AIM -> Rewrite the entries below, switching "one marker apiece" to "a single marker each" wherever it occurs and leaving everything else as it is. Leave the pictures out of your answer.
--- Start ---
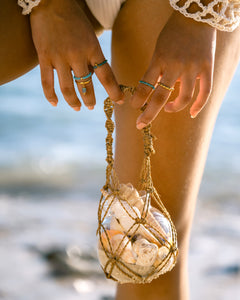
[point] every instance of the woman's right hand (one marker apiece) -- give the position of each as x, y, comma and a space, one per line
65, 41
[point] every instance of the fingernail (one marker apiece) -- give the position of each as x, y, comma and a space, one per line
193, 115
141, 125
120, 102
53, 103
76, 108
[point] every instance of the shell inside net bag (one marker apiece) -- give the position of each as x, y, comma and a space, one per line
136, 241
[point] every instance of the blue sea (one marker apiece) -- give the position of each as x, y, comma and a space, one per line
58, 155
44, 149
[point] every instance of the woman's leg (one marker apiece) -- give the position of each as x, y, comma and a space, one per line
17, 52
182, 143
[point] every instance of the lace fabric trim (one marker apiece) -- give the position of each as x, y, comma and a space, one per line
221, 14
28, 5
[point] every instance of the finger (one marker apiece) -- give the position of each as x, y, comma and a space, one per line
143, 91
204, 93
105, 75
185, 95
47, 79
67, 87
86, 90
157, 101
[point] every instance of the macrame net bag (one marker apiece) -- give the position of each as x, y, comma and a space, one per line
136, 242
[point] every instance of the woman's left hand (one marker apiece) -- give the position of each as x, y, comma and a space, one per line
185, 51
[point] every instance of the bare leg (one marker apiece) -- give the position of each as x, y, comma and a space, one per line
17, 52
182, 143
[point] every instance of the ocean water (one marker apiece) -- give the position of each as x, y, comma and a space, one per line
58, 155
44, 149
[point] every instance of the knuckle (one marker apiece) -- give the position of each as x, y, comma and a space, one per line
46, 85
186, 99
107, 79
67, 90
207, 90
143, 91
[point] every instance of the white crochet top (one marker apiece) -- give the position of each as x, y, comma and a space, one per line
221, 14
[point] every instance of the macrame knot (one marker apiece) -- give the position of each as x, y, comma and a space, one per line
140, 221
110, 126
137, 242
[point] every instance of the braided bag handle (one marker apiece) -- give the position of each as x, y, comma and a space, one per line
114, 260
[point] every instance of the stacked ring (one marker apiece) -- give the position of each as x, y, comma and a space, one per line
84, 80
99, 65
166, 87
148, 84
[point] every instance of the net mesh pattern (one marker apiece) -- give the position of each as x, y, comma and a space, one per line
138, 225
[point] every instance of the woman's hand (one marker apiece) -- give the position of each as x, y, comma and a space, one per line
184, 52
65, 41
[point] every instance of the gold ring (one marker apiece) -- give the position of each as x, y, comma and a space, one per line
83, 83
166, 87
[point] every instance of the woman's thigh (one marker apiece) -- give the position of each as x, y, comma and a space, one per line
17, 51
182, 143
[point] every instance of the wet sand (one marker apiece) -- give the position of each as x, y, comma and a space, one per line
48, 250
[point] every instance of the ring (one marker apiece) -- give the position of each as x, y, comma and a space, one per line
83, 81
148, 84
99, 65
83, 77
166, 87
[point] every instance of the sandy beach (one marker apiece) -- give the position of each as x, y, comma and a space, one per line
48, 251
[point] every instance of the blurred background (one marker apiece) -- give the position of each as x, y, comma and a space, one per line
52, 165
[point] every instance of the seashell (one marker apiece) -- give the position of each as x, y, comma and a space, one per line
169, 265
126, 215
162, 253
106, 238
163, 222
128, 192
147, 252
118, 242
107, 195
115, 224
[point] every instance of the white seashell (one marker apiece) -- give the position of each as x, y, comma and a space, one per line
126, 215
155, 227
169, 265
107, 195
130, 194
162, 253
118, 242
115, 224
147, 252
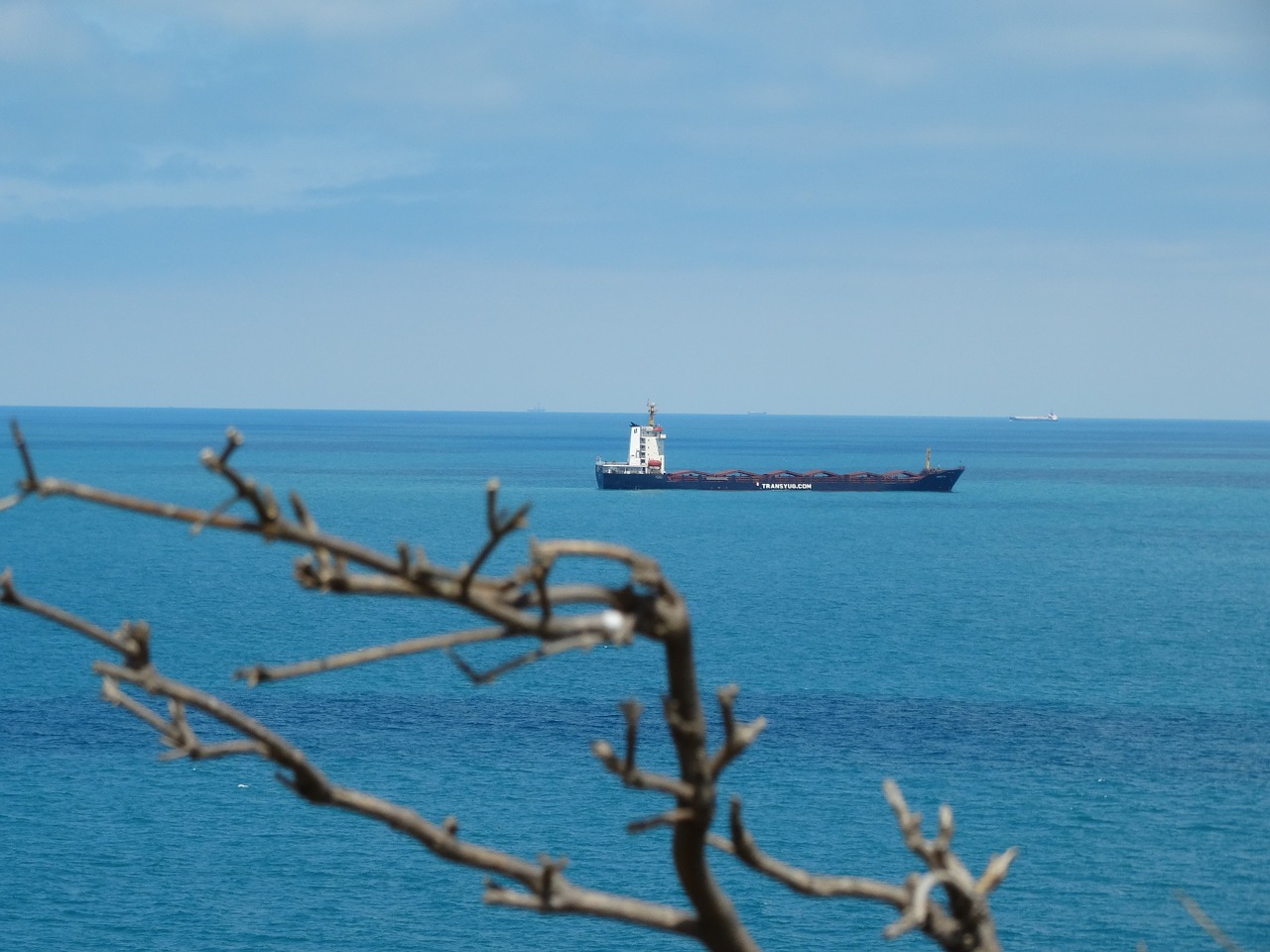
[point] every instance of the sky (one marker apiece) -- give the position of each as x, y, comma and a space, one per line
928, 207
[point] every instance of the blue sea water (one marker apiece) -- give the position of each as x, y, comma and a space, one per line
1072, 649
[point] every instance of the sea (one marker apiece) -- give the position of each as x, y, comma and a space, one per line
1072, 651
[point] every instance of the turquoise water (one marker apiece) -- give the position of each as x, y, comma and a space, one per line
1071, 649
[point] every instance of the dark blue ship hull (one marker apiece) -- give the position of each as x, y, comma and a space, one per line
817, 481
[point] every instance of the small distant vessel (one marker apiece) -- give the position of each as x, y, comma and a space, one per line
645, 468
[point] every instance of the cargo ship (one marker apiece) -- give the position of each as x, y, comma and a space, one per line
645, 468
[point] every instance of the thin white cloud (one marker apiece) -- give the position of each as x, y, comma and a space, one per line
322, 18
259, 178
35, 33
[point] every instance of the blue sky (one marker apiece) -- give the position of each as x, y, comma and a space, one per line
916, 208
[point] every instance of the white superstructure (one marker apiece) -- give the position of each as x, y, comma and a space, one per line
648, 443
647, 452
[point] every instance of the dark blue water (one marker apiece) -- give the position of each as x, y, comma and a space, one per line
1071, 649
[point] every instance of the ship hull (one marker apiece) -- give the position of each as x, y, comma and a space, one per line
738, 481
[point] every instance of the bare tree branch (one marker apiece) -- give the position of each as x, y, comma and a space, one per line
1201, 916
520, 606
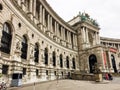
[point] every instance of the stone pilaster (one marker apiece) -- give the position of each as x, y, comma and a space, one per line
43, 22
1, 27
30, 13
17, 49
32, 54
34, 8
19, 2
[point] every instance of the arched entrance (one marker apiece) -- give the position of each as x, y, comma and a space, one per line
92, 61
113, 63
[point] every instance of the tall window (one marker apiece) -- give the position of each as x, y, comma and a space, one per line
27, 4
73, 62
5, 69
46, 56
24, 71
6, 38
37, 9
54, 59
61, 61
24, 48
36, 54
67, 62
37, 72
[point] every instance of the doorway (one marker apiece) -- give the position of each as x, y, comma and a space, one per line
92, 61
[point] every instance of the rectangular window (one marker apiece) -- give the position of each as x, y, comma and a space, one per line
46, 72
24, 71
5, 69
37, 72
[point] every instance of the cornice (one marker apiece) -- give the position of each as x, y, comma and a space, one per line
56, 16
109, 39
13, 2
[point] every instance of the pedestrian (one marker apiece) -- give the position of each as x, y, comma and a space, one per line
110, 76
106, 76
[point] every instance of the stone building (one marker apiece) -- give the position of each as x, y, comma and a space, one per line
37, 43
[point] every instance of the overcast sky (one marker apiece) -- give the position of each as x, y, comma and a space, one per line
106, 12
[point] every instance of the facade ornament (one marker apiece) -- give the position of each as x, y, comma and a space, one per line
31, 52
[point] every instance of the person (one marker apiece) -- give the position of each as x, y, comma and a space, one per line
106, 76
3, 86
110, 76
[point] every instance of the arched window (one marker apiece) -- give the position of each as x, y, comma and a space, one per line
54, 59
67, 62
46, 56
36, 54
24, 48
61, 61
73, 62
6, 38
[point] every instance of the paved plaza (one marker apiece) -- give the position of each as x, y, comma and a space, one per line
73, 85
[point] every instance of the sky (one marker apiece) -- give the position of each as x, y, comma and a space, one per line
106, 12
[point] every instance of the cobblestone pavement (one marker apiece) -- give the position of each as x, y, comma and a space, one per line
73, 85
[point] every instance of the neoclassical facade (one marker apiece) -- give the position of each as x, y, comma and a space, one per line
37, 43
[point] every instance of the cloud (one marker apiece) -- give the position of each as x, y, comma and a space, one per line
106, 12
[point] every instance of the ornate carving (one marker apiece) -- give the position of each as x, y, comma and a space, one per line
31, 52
--- End ---
RESULT ->
[point] every instance of the woman's right hand (a single marker each) -- give the position of each as x, y, comma and a space, one per line
65, 41
[point] every instance of the fingernail (a single marker each) -- give the position of each as x, y, comma and a space, one per line
193, 115
141, 125
120, 102
53, 103
76, 108
[point] every instance of the shell inside net bag (a single marker each) -- give the position of each as x, y, comma and a space, one per line
136, 241
[point] every instance of the blue sea (a single marker each) -- give the position of each as x, y, comma and a space, one per line
58, 155
44, 149
[point] every instance of the woman's leg (a single marker each) -- give the position of each as x, y, comma and a space, one per line
17, 52
182, 143
[point] every instance of the lace fabric trim (a single marker each) -- give the position of each as x, y, comma and a space, one per line
221, 14
28, 5
[point] every instance of the finger (a single marker each) -- give the position of each as x, y, comma and a space, one per line
143, 91
204, 93
105, 75
185, 95
47, 79
67, 87
86, 90
157, 101
[point] every instance of the macrame net bag (a single marker each) -- give the position of each as x, y, comma and a space, one per line
136, 242
[point] every instance of the woman's left hand (a single marker each) -- give the position of each as x, y, comma and a space, one per line
185, 51
[point] every instance of the bare leg (a single marker each) -- give the position of each as x, y, comma and a space, one per line
17, 52
182, 143
[point] every instance of the ocean water (a single marker each) -- give the position of each as x, y, comma and a space, one per line
58, 155
44, 149
[point] every instance of the knuckle (a single marker each) -- give the position of each as x, y, comma and a space, one per line
46, 85
186, 99
107, 79
67, 90
207, 90
143, 91
[point] every instance of the white crochet top (a single marker each) -- give the position of each as x, y, comma and a space, one per line
221, 14
[point] every instance of the macrame knot (a single marker each) -- give the position of each as x, y, comma and a space, one per line
140, 221
110, 126
137, 242
[point] every instance of the braided bag handle (a single marker each) -- give the position of each as x, y, comma and a space, one per line
114, 260
[point] every instance of the stacked ring (a single marker each) -- give the position of each as x, y, comma and a space, one per line
84, 80
99, 65
166, 87
148, 84
[point] every instance of the net mesh pattern (a single marker each) -- give the position of each as x, y, comma and a space, one per line
138, 225
[point] every instance of the woman's hand (a single marker each) -- give the position of each as x, y, comma and a space, one per line
184, 52
65, 41
[point] every instance of the gold ring (a single marker each) -- give the position of each as x, y, comma and a space, one per line
83, 83
166, 87
[point] every instance of the woman's thigh (a single marker each) -- give the position of each as x, y, comma and a space, one per line
17, 51
182, 143
[point] every instance of the wet sand (a single marker each) -- give the position of each as x, y, comma and a space, one per line
48, 250
[point] every instance of the ring (a single marker each) -- give the position of each as x, y, comma and a space, one per line
83, 81
148, 84
99, 65
83, 77
166, 87
[point] every instance of the sandy beach (a single marker each) -- give the position of each as x, y, comma and a space, one per line
48, 251
[point] every instance of the blurred background (a single marker each) -- give the position of each as x, y, comma and a space, one per line
52, 165
[point] every instance of the seashell (a single marker each) -- give the position of each as x, y, comma and a space, one per line
169, 265
126, 215
162, 253
106, 238
163, 222
128, 192
147, 252
118, 242
107, 195
115, 224
[point] every instance of the white seashell (a single marker each) -- give the position of each as x, y, comma and a space, one per line
126, 215
155, 227
169, 265
107, 195
130, 194
162, 253
118, 242
115, 224
147, 252
[point] every instance of the sky (a single marker each) -- give the position of each as x, y, comma and a space, one per line
928, 207
[point] every instance of the blue sea water (a single marker each) -- give the position of each as x, y, comma and a space, one per line
1072, 649
[point] every instance of the sea (a single marker each) -- give the position of each as x, y, comma and a space, one per line
1072, 651
[point] every instance of the turquoise water (a single marker each) -- give the position of each as x, y, comma and a space, one per line
1071, 649
[point] every instance of the dark blue ship hull (a single marker each) -- give the position of each as x, y, comma and a space, one per line
817, 481
[point] every instance of the small distant vessel (a single marker each) -- give the position of each as x, y, comma and a space, one per line
645, 468
[point] every instance of the cargo ship (a single marker each) -- give the position of each as x, y, comma and a space, one per line
645, 468
[point] every instance of the thin white cloud (a single marker each) -- give the position of each as x, y, comma and a space, one per line
322, 18
259, 178
35, 33
[point] every instance of the blue sky (a single marker each) -- give the position of each as x, y, comma and a space, one per line
916, 208
[point] every instance of the white superstructure (a single marker each) -- give the position of each as x, y, comma and a space, one per line
648, 443
647, 452
[point] every instance of the dark blue water (a single marker each) -- give the position of each as x, y, comma and a space, one per line
1071, 649
[point] every instance of the ship hull (a single marker each) -- give the position of each as x, y, comma and a space, one per line
738, 481
[point] every instance of the bare tree branch (a single marker each) -- give the position of each as x, y, comma and a space, one per line
1201, 916
520, 606
[point] every instance of the stone pilaster (a single marker each) -- give the position of each as x, y, comma and a space, one per line
43, 22
1, 27
30, 13
17, 49
32, 54
34, 8
19, 2
[point] every instance of the arched entrance (a single marker each) -- give the position of each as x, y, comma and a space, one per line
92, 61
113, 63
[point] every instance of the tall window (a single marker each) -- give the position of each as x, y, comma and a space, one per line
27, 4
73, 62
5, 69
46, 56
24, 71
6, 38
37, 9
54, 59
61, 61
24, 48
36, 54
67, 62
37, 72
[point] every instance of the doorway (a single marker each) -- give the position of each as x, y, comma and a space, one per line
92, 61
[point] every instance of the rectangular window (a single marker each) -- give the position of each as x, y, comma and a space, one per line
46, 72
24, 71
5, 69
37, 72
[point] every instance of the cornice (a single marker each) -- give the position of each as x, y, comma and a space, one per line
56, 16
109, 39
13, 2
[point] every instance of the pedestrian (a single marker each) -- give the position of each as x, y, comma and a space, one per line
110, 76
106, 76
[point] every instance of the stone building (a single marker each) -- give the position of each as x, y, comma and a space, one per line
37, 43
[point] every instance of the overcast sky (a single marker each) -- give the position of each as x, y, comma and a space, one per line
106, 12
[point] every instance of the facade ornament (a single marker each) -- give the position of each as x, y, comma and a space, one per line
31, 52
[point] every instance of the person (a single marker each) -- give the position of each as x, y, comma and a space, one per line
106, 76
3, 86
110, 76
[point] every instance of the arched window (a single marker each) -- give the position of each as x, y, comma and a space, one per line
54, 59
67, 62
46, 56
36, 54
24, 48
61, 61
73, 62
6, 38
[point] every instance of the paved plaza (a single marker each) -- give the position of each as x, y, comma and a space, one per line
73, 85
[point] every instance of the sky (a single marker each) -- give the position of each as x, y, comma and a space, one per line
106, 12
[point] every instance of the cobblestone pavement (a single marker each) -- give the position of each as x, y, comma and a space, one per line
73, 85
[point] every instance of the neoclassical facade (a single marker each) -- give the position of each as x, y, comma and a space, one per line
37, 43
[point] every instance of the cloud (a single marker each) -- give the position of each as x, y, comma and a space, one per line
106, 12
[point] every instance of the ornate carving (a single marker each) -- give the position of each as x, y, comma and a space, one per line
31, 52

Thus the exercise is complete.